%%

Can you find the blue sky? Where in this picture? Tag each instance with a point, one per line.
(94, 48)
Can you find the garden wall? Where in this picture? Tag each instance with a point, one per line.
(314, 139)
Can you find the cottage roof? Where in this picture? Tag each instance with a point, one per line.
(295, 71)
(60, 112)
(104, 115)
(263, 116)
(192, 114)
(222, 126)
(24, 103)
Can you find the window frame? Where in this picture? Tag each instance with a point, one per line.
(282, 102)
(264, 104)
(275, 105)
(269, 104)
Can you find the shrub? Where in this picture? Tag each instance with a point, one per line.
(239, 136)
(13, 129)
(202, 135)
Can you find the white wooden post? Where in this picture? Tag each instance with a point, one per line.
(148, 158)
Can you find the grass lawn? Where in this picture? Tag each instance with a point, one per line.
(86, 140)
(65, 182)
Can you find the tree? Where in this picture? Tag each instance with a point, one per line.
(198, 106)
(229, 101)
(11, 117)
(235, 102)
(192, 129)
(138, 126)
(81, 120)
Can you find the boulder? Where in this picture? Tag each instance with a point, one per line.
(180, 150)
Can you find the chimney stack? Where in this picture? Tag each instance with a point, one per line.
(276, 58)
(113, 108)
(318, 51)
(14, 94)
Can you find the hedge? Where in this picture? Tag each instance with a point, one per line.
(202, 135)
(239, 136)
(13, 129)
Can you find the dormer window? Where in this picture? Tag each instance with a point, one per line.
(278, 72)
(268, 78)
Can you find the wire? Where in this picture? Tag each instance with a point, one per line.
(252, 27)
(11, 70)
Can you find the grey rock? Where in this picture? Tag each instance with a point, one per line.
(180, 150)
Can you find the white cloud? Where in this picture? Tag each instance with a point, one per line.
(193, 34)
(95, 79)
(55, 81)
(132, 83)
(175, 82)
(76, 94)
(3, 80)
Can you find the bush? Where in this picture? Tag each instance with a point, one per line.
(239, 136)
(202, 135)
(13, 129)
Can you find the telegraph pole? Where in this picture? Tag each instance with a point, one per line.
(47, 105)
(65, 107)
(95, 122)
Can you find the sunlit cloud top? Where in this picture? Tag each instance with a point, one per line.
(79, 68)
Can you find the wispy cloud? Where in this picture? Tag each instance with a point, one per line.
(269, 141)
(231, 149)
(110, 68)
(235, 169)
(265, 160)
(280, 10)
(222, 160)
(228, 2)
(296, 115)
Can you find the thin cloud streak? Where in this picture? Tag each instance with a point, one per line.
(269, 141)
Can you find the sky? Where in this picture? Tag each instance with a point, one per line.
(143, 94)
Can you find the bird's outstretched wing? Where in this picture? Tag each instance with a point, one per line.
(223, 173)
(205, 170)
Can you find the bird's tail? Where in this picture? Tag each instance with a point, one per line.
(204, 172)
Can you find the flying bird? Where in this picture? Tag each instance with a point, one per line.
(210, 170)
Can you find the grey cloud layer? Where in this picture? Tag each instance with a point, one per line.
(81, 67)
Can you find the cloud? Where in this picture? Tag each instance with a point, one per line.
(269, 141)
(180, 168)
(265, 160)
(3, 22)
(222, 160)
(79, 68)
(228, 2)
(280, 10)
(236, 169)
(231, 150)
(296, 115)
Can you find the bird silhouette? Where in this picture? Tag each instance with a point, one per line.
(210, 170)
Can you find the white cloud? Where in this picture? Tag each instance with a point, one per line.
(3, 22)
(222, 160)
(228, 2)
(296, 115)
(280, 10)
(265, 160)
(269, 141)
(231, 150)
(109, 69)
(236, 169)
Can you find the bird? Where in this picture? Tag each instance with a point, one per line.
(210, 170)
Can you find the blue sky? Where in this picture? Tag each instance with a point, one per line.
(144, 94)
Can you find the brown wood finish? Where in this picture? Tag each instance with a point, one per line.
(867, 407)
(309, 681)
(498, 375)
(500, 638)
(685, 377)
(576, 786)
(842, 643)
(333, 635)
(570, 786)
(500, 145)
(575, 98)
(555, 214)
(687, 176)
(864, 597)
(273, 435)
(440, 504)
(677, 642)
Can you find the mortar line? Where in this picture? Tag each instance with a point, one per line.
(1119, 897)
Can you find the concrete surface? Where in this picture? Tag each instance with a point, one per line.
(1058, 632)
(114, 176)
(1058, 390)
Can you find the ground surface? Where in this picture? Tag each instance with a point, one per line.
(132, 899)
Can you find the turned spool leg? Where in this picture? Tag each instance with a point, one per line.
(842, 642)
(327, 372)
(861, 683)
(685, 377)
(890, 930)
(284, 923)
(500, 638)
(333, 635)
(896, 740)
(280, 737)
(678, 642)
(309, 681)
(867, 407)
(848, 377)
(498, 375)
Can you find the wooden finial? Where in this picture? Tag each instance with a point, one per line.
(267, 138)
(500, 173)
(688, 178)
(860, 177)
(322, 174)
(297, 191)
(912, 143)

%%

Every record must be retyped so that it matches the original exactly.

# Exercise answer
Can you find the blue sky? Where in this picture? Tag each instance with a point, one per line.
(94, 48)
Can you find the garden wall? Where in this picture? Tag each instance with a point, one per line.
(314, 139)
Can you find the cottage roof? Where in this picture? Tag each instance with a point, one per line.
(295, 71)
(60, 112)
(104, 115)
(263, 116)
(192, 114)
(222, 126)
(24, 103)
Can you find the window frame? Where in this picture? Tag each instance with a point, one per line.
(282, 102)
(264, 104)
(275, 105)
(269, 104)
Can you find the shrub? Where in this picture? Tag each instance with a point, one per line.
(239, 136)
(13, 129)
(202, 135)
Can you find the white wooden post? Where in this picture? Tag each instance with a point, one per line.
(148, 158)
Can you find the grass lawn? Where in this picture? Tag each instance with a point, one per line.
(86, 140)
(65, 182)
Can you find the tree? Where in this picture? Tag each instance with a point, one per line.
(198, 106)
(229, 101)
(11, 117)
(235, 102)
(192, 129)
(138, 126)
(81, 120)
Can you find the boulder? Where in this picture? Tag each instance with a point, one per line.
(180, 150)
Can you find the chimney stack? Where in this picture? Tag each instance with a point, one per line.
(276, 58)
(113, 108)
(318, 51)
(14, 94)
Can you find the hedge? Where in this picture? Tag each instance with a point, one per line.
(202, 135)
(239, 136)
(13, 129)
Can you find the dormer window? Where in this picture? Tag each instance with a point, one per line.
(278, 72)
(268, 78)
Can you find the wire? Where in this picture? Tag each instance with a point, one per line.
(252, 27)
(11, 70)
Can you find the grey rock? Where in this picture? Tag each instance with a point, one per line.
(180, 150)
Can you find the white cloud? Where in this picture? Tag each instance with a point, one per line.
(193, 34)
(95, 79)
(55, 81)
(132, 83)
(175, 82)
(76, 94)
(3, 80)
Can you find the bush? Where in this picture? Tag each instance with a point, one per line.
(239, 136)
(202, 135)
(13, 129)
Can you find the telegraph pole? Where in this picture? Tag each instance with a point, one per line.
(47, 105)
(65, 107)
(95, 122)
Can you find the sunlit cloud top? Where in this picture? Tag each instance with a point, one per line.
(79, 68)
Can you find the wispy cloud? Where in this picture? Tag each instance with a point, one per line.
(269, 141)
(231, 149)
(110, 68)
(235, 169)
(265, 160)
(280, 10)
(222, 160)
(228, 2)
(296, 115)
Can you find the thin cloud streak? Where in this picture? Tag each instance with a point, one per line.
(269, 141)
Can you find the sky? Where in this picture? Tag each instance with a point, one per line.
(143, 94)
Can you find the bird's outstretched wing? Where in this picture? Tag each instance with a point, one per line.
(223, 173)
(205, 170)
Can you find the bird's tail? Where in this picture? Tag each instance with a point, one per line.
(204, 172)
Can you find the flying bird? Where in this picture? Tag each instance with a point, one per line.
(210, 170)
Can you find the grey cloud layer? Where in this picture? Tag each instance with a point, one per line.
(81, 67)
Can you find the cloud? Where in this picture? Tag each instance with a point, one per line.
(269, 141)
(180, 168)
(265, 160)
(3, 22)
(222, 160)
(79, 68)
(228, 2)
(280, 10)
(236, 169)
(231, 150)
(296, 115)
Can you find the bird silhouette? Where in this picture? Tag each instance with a point, one per line.
(210, 170)
Can you find the white cloud? Where in this picture? Tag each instance with a point, one per line.
(3, 22)
(222, 160)
(228, 2)
(296, 115)
(280, 10)
(265, 160)
(269, 141)
(231, 150)
(109, 69)
(236, 169)
Can you find the bird? Where in this picture? Tag each instance with a point, one per line.
(210, 170)
Can you find the blue sky? Where in this picture? Tag each instance with a point, one per line.
(144, 94)
Can you find the brown wood finish? Where in this picture? Tag each instance with a point, one per line.
(867, 407)
(309, 681)
(498, 375)
(500, 638)
(685, 377)
(576, 786)
(842, 643)
(333, 635)
(570, 786)
(500, 145)
(575, 98)
(555, 214)
(687, 176)
(864, 597)
(273, 435)
(440, 504)
(677, 642)
Can you find the mortar line? Where in this picture? Tag each instance with a point, one per line.
(1119, 897)
Can you find the concrete surface? Where in this picture? Tag each instance with a point, one per line.
(1058, 632)
(114, 176)
(1058, 390)
Can you find the ground surface? Where in this picture? Tag each instance with a point, one per line.
(132, 899)
Can you find the turned spool leg? Where in this picture? Tag each instance with a point, one per line.
(842, 642)
(327, 372)
(861, 683)
(685, 377)
(890, 930)
(284, 923)
(500, 638)
(333, 635)
(896, 740)
(280, 737)
(678, 642)
(309, 681)
(867, 407)
(848, 377)
(498, 375)
Can you find the wooden finial? Where in this picture? Tag each instance with a point, one per line.
(267, 138)
(500, 173)
(688, 178)
(860, 177)
(322, 174)
(297, 191)
(912, 143)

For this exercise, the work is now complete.